SOURCE TEXT —
Splatter Matters, Even if it is SOMETHING WEIRD

Previously on Splatter Matters:

After a rough start, Herschell finally came through for me and made what I think is a great splatter film in Color Me Blood Red. I’m starting to tune into his frequency now that I’m deeper into his filmography, and the scrappy nature of these pictures has really become appealing to me. And that’s going to be very important when it comes to appreciating this next feature.

Something Weird is, as Herschell puts it in his introduction to the film on Arrow FilmsHGL Feast Box Set, “a movie that does not betray its title.” This is something you’re going to have to accept before sitting down to the film, as it is indeed very weird, in its own, peculiar, Herschell way. It’s not that the premise of the film is weird (though it is, and actively silly as well) but that the choices made to bring this mad vision to the screen are the kinds of choices you might expect a middle schooler to make for a class project. In particular, there is a witch at the center of the story that needs to appear as a beautiful young woman half the time, and a haggard old witch otherwise. This is accomplished by painting a young actress (the stunning Elizabeth Lee in her only film role) green, having her do a voice that would only work in a Saturday-morning-cartoon, and for no reason at all painting lips on her right knee cap. It is laughably absurd, and is introduced early enough that you’ll want to turn off this amateur production almost immediately.

But if you just accept it, the movie ultimately has a really fun premise and becomes a pretty hilarious watch as they vacillate between trying to take things seriously and just being over-the-top goofy. It takes quite some time for it to fully divulge what that premise is, and I suspect that has something to do with the film’s production, which Herschell details in his introduction. The script was written by James Hurley, who HGL describes as a college faculty member obsessed with the concept of psychic power. According to Lewis, Hurley “disagreed with changes we made to make it more of a movie and less of a lecture on ESP.” Lewis explains that this resulted in Hurley making his own film, The Psychic (which HGL was a camera man on) “which was made only because he felt we had not been psychic enough in making Something Weird. But we made up for it – we were weird.” You can feel this push and pull of creative vision in the film – it goes from a movie about a self-obsessed man who gets psychic powers from being electrocuted in an accident to a movie about a witch and a “sensitive” that become pseudo-detectives on the hunt for a serial killer in the Midwest. These ideas all eventually coalesce into a blend of 60s pop-psychology that is hilarious and fun and makes its own sort of sense, but for a long time the movie struggles to find its tone or even make much sense as it just bounces around between characters and ideas that lead to dead ends.

SOURCE EXCERPT —
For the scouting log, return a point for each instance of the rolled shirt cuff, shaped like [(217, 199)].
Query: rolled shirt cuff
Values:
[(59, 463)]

WHAT THE TASK REQUIRES — In the Splatter Matters review of Something Weird, which film did the screenwriter go on to make after disagreeing with the changes to his script?

WRITTEN RESPONSE — The Psychic